Unity is planning to charge a flat fee of $0.20 per install over the entire life of a game. A Triple-A developer can release a game for $70 and it earns ten million dollars. Assuming every customer installs the game maybe three separate times on average over their lifespan, Unity's gonna take maybe about $85,000 in total in runtime fees. If the game had been developed in Unreal, Epic would have taken $450,000.
But let's say an indie dev makes a great game in Unity, sells it for $5, and it goes viral (like Vampire Survivors). They make ten million dollars, Unity takes 20 cents per install, and assuming the same install rate, the bill comes to $1.2 million, over 14x what the AAA developer is paying. Epic would have still charged $450,000.
With the AAA example, Epic's 5% may seem steep for games that cost a lot per unit, but at least when a game stops making money, they stop charging money.
For Unity's runtime fee, though, as people buy new PCs/consoles/phones and install their library of games to them over and over, the developer keeps getting billed with no profit coming in. Effectively, the more games they have out there in the wild, the greater a financial burden a developer has. They'll be living in fear of some Reddit post sending 10,000 people in /r/gaming down a sudden nostalgia trip and wake up to a $2000 bill the next day with seemingly no explanation.
And this is to say nothing of the problematic nature of how Unity would even accurately assess the install count of a game, or differentiate paid copies from promotional or pirated copies (which I doubt they will). Or if a developer wants to bankrupt a rival developer, how they could just rent a click farm in Malaysia to install a game over and over again and rack up a bill too high to afford.

::::::::::

* [ABOUT THIS TASK]: Copy out the full text on Unity's install fee word for word.

::::::::::

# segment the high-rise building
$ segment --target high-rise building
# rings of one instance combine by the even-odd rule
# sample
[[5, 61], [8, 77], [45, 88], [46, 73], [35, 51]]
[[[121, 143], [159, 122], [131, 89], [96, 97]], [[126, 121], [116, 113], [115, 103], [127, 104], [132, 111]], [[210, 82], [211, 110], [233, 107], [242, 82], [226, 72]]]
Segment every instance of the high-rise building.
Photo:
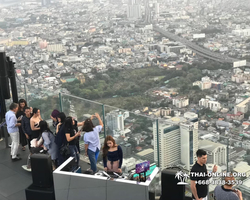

::::::::::

* [RESULT OF THIS EXERCISE]:
Unity is planning to charge a flat fee of $0.20 per install over the entire life of a game. A Triple-A developer can release a game for $70 and it earns ten million dollars. Assuming every customer installs the game maybe three separate times on average over their lifespan, Unity's gonna take maybe about $85,000 in total in runtime fees. If the game had been developed in Unreal, Epic would have taken $450,000.
But let's say an indie dev makes a great game in Unity, sells it for $5, and it goes viral (like Vampire Survivors). They make ten million dollars, Unity takes 20 cents per install, and assuming the same install rate, the bill comes to $1.2 million, over 14x what the AAA developer is paying. Epic would have still charged $450,000.
With the AAA example, Epic's 5% may seem steep for games that cost a lot per unit, but at least when a game stops making money, they stop charging money.
For Unity's runtime fee, though, as people buy new PCs/consoles/phones and install their library of games to them over and over, the developer keeps getting billed with no profit coming in. Effectively, the more games they have out there in the wild, the greater a financial burden a developer has. They'll be living in fear of some Reddit post sending 10,000 people in /r/gaming down a sudden nostalgia trip and wake up to a $2000 bill the next day with seemingly no explanation.
And this is to say nothing of the problematic nature of how Unity would even accurately assess the install count of a game, or differentiate paid copies from promotional or pirated copies (which I doubt they will). Or if a developer wants to bankrupt a rival developer, how they could just rent a click farm in Malaysia to install a game over and over again and rack up a bill too high to afford.